# What you need to do:
Can you reproduce the following records with every line unchanged?

+++ Entries

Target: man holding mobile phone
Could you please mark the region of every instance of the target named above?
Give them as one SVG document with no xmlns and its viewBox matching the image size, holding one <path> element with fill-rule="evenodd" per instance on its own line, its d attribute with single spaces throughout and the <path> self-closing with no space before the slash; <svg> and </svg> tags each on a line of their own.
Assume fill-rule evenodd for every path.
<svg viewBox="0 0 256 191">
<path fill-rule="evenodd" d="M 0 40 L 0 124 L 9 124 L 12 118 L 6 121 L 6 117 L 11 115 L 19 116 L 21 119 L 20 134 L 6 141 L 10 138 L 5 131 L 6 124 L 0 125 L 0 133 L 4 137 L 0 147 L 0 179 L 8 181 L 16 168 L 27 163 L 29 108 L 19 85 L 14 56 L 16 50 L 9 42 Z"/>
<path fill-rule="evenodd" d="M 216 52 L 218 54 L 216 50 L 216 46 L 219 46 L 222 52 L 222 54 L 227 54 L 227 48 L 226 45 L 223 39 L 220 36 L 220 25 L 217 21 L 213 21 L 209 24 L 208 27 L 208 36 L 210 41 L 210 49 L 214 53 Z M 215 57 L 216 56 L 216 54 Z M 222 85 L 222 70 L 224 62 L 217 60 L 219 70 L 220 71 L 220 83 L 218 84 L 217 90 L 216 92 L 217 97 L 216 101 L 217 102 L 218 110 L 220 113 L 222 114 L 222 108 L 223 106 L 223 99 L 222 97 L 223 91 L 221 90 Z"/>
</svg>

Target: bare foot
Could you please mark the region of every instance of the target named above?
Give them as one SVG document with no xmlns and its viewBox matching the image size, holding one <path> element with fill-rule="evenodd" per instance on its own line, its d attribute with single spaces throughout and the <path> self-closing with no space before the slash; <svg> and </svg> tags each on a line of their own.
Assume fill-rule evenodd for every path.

++++++

# Result of this exercise:
Target: man holding mobile phone
Could you please mark the region of every instance of the target named above?
Give them as one SVG document with no xmlns and its viewBox matching the image size, holding one <path> element with fill-rule="evenodd" per instance on its own line, its d attribute with single spaces throughout and the <path> self-closing with no space before the slash; <svg> and </svg> tags each on a line of their own.
Assume fill-rule evenodd for every path.
<svg viewBox="0 0 256 191">
<path fill-rule="evenodd" d="M 0 40 L 0 124 L 9 124 L 12 118 L 6 121 L 6 117 L 11 115 L 19 116 L 21 119 L 20 134 L 6 141 L 10 138 L 5 131 L 6 124 L 0 125 L 0 133 L 4 137 L 0 147 L 0 179 L 8 181 L 16 168 L 27 163 L 29 108 L 19 85 L 14 56 L 16 50 L 9 42 Z"/>
<path fill-rule="evenodd" d="M 216 52 L 218 54 L 216 50 L 216 46 L 219 46 L 222 52 L 222 54 L 227 54 L 227 48 L 226 45 L 223 39 L 220 36 L 220 25 L 217 21 L 213 21 L 209 24 L 208 27 L 208 36 L 210 41 L 210 49 L 214 53 Z M 215 57 L 216 56 L 216 54 Z M 222 85 L 222 70 L 224 62 L 217 60 L 219 70 L 220 71 L 220 83 L 218 84 L 217 90 L 216 92 L 217 97 L 216 101 L 217 102 L 218 110 L 220 113 L 222 114 L 222 108 L 223 106 L 223 99 L 222 97 L 223 91 L 221 90 Z"/>
</svg>

Target: bare foot
Could you please mark the region of every instance of the target named above?
Give them as one SVG document with no xmlns and its viewBox matching the image size, holding one <path> element with fill-rule="evenodd" per instance on its own line, its d attribute with single spaces throughout and the <path> self-closing with no space before the slash; <svg> and </svg> tags each on a line of their own.
Assume fill-rule evenodd for every path.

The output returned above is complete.